SUPPLIED DATA:
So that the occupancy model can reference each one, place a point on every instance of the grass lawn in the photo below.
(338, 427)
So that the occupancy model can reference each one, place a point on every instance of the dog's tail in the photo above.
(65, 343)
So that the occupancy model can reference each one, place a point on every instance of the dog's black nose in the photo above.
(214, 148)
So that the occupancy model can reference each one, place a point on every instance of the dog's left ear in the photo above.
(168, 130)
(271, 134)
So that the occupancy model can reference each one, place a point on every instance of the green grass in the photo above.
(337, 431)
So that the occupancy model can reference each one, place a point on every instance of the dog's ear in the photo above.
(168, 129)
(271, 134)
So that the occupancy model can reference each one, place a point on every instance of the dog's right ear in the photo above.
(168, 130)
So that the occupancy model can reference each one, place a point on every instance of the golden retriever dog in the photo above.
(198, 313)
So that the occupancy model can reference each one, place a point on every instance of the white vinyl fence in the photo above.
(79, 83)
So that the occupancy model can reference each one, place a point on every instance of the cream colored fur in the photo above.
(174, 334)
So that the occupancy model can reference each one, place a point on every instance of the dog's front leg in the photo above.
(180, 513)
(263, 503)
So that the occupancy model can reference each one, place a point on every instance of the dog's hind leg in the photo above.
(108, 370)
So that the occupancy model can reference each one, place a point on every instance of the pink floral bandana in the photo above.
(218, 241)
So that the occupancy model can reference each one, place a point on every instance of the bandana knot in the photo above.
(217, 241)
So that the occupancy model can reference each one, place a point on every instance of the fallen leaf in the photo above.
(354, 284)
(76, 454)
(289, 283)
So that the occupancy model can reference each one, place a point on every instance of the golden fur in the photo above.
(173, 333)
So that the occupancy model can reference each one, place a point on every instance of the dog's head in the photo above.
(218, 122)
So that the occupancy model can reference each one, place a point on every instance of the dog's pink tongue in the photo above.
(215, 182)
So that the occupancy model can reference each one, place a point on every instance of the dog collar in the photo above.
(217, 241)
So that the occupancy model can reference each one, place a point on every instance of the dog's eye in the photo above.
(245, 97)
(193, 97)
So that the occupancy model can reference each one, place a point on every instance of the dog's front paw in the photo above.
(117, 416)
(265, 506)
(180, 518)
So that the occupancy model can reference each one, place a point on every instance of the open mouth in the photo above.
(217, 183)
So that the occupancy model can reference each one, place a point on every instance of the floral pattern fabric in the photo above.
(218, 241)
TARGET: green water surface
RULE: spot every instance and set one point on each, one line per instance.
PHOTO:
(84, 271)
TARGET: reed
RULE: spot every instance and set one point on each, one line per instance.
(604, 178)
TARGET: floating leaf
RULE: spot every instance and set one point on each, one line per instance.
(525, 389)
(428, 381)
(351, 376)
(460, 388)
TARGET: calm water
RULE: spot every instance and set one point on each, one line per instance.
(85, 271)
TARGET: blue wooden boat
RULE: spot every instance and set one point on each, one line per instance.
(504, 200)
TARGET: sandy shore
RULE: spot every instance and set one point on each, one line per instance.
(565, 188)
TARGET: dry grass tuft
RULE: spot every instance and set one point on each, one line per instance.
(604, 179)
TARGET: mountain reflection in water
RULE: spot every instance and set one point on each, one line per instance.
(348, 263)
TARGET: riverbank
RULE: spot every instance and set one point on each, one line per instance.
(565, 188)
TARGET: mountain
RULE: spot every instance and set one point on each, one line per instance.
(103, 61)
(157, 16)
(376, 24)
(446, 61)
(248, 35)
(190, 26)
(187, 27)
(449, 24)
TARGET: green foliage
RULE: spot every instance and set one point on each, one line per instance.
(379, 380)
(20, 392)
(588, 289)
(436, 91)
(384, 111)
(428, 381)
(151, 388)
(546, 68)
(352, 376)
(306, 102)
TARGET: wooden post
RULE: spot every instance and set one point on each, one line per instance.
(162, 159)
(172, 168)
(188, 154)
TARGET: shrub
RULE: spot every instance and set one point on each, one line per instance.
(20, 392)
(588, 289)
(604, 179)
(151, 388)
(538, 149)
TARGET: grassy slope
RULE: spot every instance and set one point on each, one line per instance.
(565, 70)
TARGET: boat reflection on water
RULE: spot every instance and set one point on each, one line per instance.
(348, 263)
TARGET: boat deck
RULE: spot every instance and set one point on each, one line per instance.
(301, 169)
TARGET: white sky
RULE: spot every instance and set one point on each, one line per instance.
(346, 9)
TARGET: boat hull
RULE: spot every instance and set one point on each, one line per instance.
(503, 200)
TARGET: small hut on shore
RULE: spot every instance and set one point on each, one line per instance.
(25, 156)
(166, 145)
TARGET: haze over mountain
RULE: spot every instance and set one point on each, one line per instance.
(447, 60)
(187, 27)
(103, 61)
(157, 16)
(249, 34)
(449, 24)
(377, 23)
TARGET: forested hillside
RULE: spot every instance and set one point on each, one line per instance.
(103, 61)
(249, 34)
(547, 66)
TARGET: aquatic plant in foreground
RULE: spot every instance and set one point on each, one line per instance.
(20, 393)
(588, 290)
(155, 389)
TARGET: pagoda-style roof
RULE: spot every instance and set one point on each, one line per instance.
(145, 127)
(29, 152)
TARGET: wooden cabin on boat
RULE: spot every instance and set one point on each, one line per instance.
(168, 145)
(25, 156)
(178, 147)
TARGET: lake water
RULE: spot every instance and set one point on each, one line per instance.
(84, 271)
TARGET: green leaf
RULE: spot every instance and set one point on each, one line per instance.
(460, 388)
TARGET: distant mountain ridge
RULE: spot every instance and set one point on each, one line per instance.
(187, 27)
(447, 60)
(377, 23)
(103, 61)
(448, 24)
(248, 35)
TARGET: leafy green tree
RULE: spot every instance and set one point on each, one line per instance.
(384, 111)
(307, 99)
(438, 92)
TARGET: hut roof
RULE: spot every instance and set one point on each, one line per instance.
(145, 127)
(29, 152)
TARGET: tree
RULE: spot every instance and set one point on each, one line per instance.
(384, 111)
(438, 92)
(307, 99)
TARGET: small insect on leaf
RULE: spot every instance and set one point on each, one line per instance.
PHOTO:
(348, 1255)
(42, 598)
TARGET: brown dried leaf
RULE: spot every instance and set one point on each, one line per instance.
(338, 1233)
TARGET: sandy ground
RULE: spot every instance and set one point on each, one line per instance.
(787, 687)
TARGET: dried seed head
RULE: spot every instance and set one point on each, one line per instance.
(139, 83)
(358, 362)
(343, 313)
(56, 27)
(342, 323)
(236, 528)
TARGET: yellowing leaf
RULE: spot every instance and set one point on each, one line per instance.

REQUIRED ACTION: Make an exact copy of every record in the listing.

TASK OUTPUT:
So that the occupancy model can reference each one, place a point on every instance of the grass lawn in the photo below.
(338, 427)
So that the occupancy model can reference each one, place a point on every instance of the dog's tail in the photo above.
(65, 343)
So that the occupancy model can reference each one, place a point on every instance of the dog's black nose in the photo above.
(214, 148)
So that the occupancy model can reference each one, place a point on every instance of the dog's left ear in the photo above.
(168, 130)
(271, 134)
So that the occupancy model can reference each one, place a point on every instance of the green grass in the photo above.
(337, 431)
So that the occupancy model can reference each one, place a point on every instance of the dog's ear in the photo above.
(168, 129)
(271, 134)
So that the occupancy model can reference each one, place a point on every instance of the dog's right ear in the photo above.
(168, 130)
So that the occupancy model can reference each one, place a point on every instance of the golden retriever dog in the photo above.
(198, 313)
So that the occupancy model can reference each one, place a point on every instance of the white vinyl fence in the photo above.
(79, 83)
So that the occupancy model can reference each one, place a point on every instance of the cream colored fur in the photo above.
(174, 334)
So that the occupancy model can reference each one, place a point on every instance of the dog's front leg in the photo above.
(180, 513)
(263, 503)
So that the occupancy model can reference each one, place a point on every instance of the dog's hind leg in the photo above.
(108, 370)
So that the occupancy model can reference each one, place a point on every instance of the pink floral bandana in the photo above.
(218, 241)
So that the occupancy model can reference each one, place a point on every instance of the bandana knot in the photo above.
(217, 241)
So that the occupancy model can reference each one, place a point on every instance of the fallen leaf in the photo above.
(354, 284)
(76, 454)
(289, 283)
So that the occupancy model can reference each one, place a point on every instance of the golden fur in the photo above.
(173, 333)
So that the occupancy model can reference each one, place a point on every instance of the dog's head in the photo above.
(218, 122)
So that the occupancy model can reference each one, place a point on every instance of the dog's pink tongue in the photo above.
(215, 182)
So that the occupancy model can reference each one, place a point on every instance of the dog collar in the photo above.
(217, 241)
So that the occupancy model can reference each one, place a point on every instance of the dog's eye in the photo above.
(245, 97)
(193, 97)
So that the occupancy model can reference each one, place a point on every instance of the dog's front paw in the photo above.
(117, 416)
(265, 506)
(180, 518)
So that the occupancy model can reference each one, place a point on every instance of the open mouth in the photo above.
(217, 183)
So that the occupancy model can reference each one, place a point on every instance of the floral pattern fabric in the photo above.
(218, 241)
TARGET: green water surface
RULE: spot every instance and set one point on each, one line per instance.
PHOTO:
(84, 271)
TARGET: reed
RULE: spot every instance and set one point on each, one line per instance.
(604, 178)
TARGET: floating leaf
RULE: spot every instance and set one point on each, one line per instance.
(525, 389)
(428, 381)
(351, 376)
(460, 388)
TARGET: calm water
RULE: spot every instance and set one point on each, one line per instance.
(85, 271)
TARGET: blue wooden boat
RULE: spot every instance and set one point on each, one line per instance.
(504, 200)
TARGET: sandy shore
RULE: spot every instance and set one point on each, one line per instance.
(565, 188)
TARGET: dry grass tuft
RULE: spot every instance and set one point on each, one line per instance.
(604, 179)
TARGET: mountain reflection in water
RULE: spot every instance and set one point on each, one line per instance.
(348, 263)
TARGET: riverbank
RULE: spot every instance and set one point on each, one line per instance.
(565, 188)
TARGET: mountain
RULE: spot every instance and set one point on each, one line per instance.
(103, 61)
(157, 16)
(376, 24)
(446, 61)
(248, 35)
(190, 26)
(187, 27)
(449, 24)
TARGET: green foliage
RULE: spot every instance and set one point on each, one line per instance.
(379, 380)
(20, 392)
(588, 289)
(436, 91)
(384, 111)
(428, 381)
(151, 388)
(546, 68)
(352, 376)
(306, 102)
TARGET: wooden post
RULE: spot every instance and set one point on each, one line per instance.
(162, 159)
(172, 168)
(188, 154)
TARGET: shrub
RULE: spot every instance and set one point on each, one line per instance.
(20, 392)
(588, 289)
(604, 179)
(151, 388)
(538, 149)
TARGET: grassy slope
RULE: spot every instance and set one point on each, one line per instance.
(565, 70)
TARGET: boat reflection on water
RULE: spot every instance and set one point on each, one line per instance.
(348, 263)
TARGET: boat deck
RULE: spot every instance and set one point on each, one line per instance.
(301, 169)
TARGET: white sky
RULE: spot every instance and set one point on each, one line per instance.
(346, 9)
TARGET: boat hull
RULE: spot every instance and set one point on each, one line per instance.
(503, 200)
TARGET: small hut on shore
RULE: spot every instance and set one point on each, one line per instance.
(25, 156)
(166, 145)
TARGET: haze over mountain
RULE: spot every instance and set one point on each, one line per instance.
(447, 60)
(187, 27)
(103, 61)
(157, 16)
(249, 34)
(449, 24)
(377, 23)
TARGET: forested hillside
RULE: spot every instance and set one point on each, one line per instance.
(103, 61)
(249, 34)
(547, 66)
TARGET: aquatic plant in foreground
RULE: spot every instance and set one point on each, one line per instance.
(20, 393)
(588, 290)
(155, 389)
TARGET: pagoda-style roof
RULE: spot every instance and set one point on each, one line per instance.
(145, 127)
(29, 152)
TARGET: wooden cabin on boat
RULE: spot every instance and set one point on each, one line per instance.
(168, 145)
(25, 156)
(178, 147)
TARGET: lake water
RULE: spot every instance and set one point on each, one line per instance.
(84, 271)
TARGET: green leaf
RULE: spot every instance and set one point on each, one line per instance.
(460, 388)
TARGET: distant mountain ridge
RULE: spot every instance and set one point on each, one line per instance.
(187, 27)
(447, 60)
(377, 23)
(103, 61)
(448, 24)
(248, 35)
TARGET: leafy green tree
RULE: spot every instance and set one point on each, one line per instance.
(384, 111)
(307, 99)
(438, 92)
TARGET: hut roof
RULE: spot every instance and set one point on each, one line per instance.
(145, 127)
(29, 152)
TARGET: tree
RULE: spot every instance and set one point on each, one line per instance.
(384, 111)
(438, 92)
(307, 99)
TARGET: small insect on leaf
RULE: spot every instance and set one point on each, one line per instance.
PHOTO:
(348, 1255)
(42, 598)
TARGET: brown dried leaf
RULE: spot every instance and set one point on each, one line per instance.
(338, 1233)
TARGET: sandy ground
RULE: spot every instance and set one point on each, one line per instance.
(787, 687)
TARGET: dried seed head
RULE: spot every instance and set one point on each, one line per instance.
(139, 83)
(358, 362)
(343, 313)
(56, 27)
(342, 323)
(236, 528)
TARGET: yellowing leaf
RULE: spot every instance and set one point on each, one line per instance.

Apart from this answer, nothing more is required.